▸ Document text:
Mortality Among Patients With Chronic Hepatitis B Infection: The Chronic Hepatitis Cohort Study (CHeCS).
Bixler D, Zhong Y, Ly K, Moorman A, Spradling P, Teshale E, Rupp L, Gordon S, Boscarino J, Schmidt M, Daida Y, Holmberg S. Mortality Among Patients With Chronic Hepatitis B Infection: The Chronic Hepatitis Cohort Study (CHeCS).. Clinical infectious diseases 2019; 68(6):956-963.
Clinical infectious diseases
BACKGROUND: According to death certificates, approximately 1800 persons die from hepatitis B annually in the United States; however, this figure may underestimate true mortality from chronic hepatitis B (CHB).
METHODS: We analyzed data from CHB patients seen in the Chronic Hepatitis Cohort Study (CHeCS) between 1 January 2006 and 31 December 2013. We compared overall and cause-specific death rates and mean ages at death between CHeCS CHB decedents and U.S. decedents from the Multiple Cause of Death (MCOD) file.
RESULTS: Of 4389 CHB patients followed for a mean of 5.38 years, 492 (11%) CHB patients died after a mean follow-up of 3.00 years. Compared to survivors, decedents were older, more likely to be White (40.6%), African-American (27.1%), or male (74.2%); and more likely to have had cirrhosis (59.8%), diabetes (27.2%), alcohol abuse (17.7%), hepatocellular carcinoma (17.5%), or a liver transplant (5.7%); whereas survivors were more likely to be Asian (48.8%; all P < .001). CHB patients died at an average age of 59.8 years-14 years younger than the general U.S. population-and at higher rates for all causes (relative risk [RR] = 1.85, 95% confidence interval [CI], 1.851-1.857) and liver-related causes (RR = 15.91, 95% CI, 15.81-16.01). Only 19% of CHB decedents and 40% of those dying of liver disease had hepatitis B reported on their death certificates.
CONCLUSIONS: Compared to the general population, CHB patients die at younger ages and higher rates from all causes and liver-related causes. Death certificates underrepresent the true mortality from CHB.

▸ Record set:
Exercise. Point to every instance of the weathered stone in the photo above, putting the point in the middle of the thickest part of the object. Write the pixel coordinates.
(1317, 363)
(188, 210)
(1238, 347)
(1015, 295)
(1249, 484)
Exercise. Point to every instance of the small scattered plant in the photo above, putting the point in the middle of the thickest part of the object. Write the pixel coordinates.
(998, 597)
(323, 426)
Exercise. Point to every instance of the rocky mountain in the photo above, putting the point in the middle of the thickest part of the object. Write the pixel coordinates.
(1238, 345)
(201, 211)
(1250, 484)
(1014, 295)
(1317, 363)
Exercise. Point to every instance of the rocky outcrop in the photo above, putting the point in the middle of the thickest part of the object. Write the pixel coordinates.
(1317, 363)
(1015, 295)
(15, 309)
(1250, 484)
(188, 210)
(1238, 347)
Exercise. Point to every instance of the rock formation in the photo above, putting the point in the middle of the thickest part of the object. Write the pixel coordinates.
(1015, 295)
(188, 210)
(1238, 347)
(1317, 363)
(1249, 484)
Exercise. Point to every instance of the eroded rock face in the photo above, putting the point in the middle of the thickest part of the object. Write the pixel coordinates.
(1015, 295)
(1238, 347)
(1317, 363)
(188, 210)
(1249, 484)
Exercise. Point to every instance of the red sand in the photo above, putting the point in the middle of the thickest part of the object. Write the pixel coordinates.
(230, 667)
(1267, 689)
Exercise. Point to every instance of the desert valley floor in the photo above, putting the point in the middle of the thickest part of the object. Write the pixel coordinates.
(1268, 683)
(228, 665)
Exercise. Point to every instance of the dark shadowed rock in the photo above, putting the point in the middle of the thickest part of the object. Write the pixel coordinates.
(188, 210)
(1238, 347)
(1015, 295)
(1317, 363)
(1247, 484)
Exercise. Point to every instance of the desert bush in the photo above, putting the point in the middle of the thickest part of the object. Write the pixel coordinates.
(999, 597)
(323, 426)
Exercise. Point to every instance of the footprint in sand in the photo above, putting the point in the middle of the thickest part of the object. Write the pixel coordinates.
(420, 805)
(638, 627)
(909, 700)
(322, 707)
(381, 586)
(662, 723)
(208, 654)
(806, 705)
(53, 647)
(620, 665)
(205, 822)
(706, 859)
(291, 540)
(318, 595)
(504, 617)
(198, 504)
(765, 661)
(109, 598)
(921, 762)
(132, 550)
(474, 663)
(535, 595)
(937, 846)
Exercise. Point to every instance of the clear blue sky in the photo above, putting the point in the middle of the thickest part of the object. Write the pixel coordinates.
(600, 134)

▸ What you should do:
Please copy the CHeCS mortality abstract word for word, from "Bixler D, Zhong" to "Death (MCOD) file.". The records were taken from a different source.

▸ Answer to the problem:
Bixler D, Zhong Y, Ly K, Moorman A, Spradling P, Teshale E, Rupp L, Gordon S, Boscarino J, Schmidt M, Daida Y, Holmberg S. Mortality Among Patients With Chronic Hepatitis B Infection: The Chronic Hepatitis Cohort Study (CHeCS).. Clinical infectious diseases 2019; 68(6):956-963.
Clinical infectious diseases
BACKGROUND: According to death certificates, approximately 1800 persons die from hepatitis B annually in the United States; however, this figure may underestimate true mortality from chronic hepatitis B (CHB).
METHODS: We analyzed data from CHB patients seen in the Chronic Hepatitis Cohort Study (CHeCS) between 1 January 2006 and 31 December 2013. We compared overall and cause-specific death rates and mean ages at death between CHeCS CHB decedents and U.S. decedents from the Multiple Cause of Death (MCOD) file.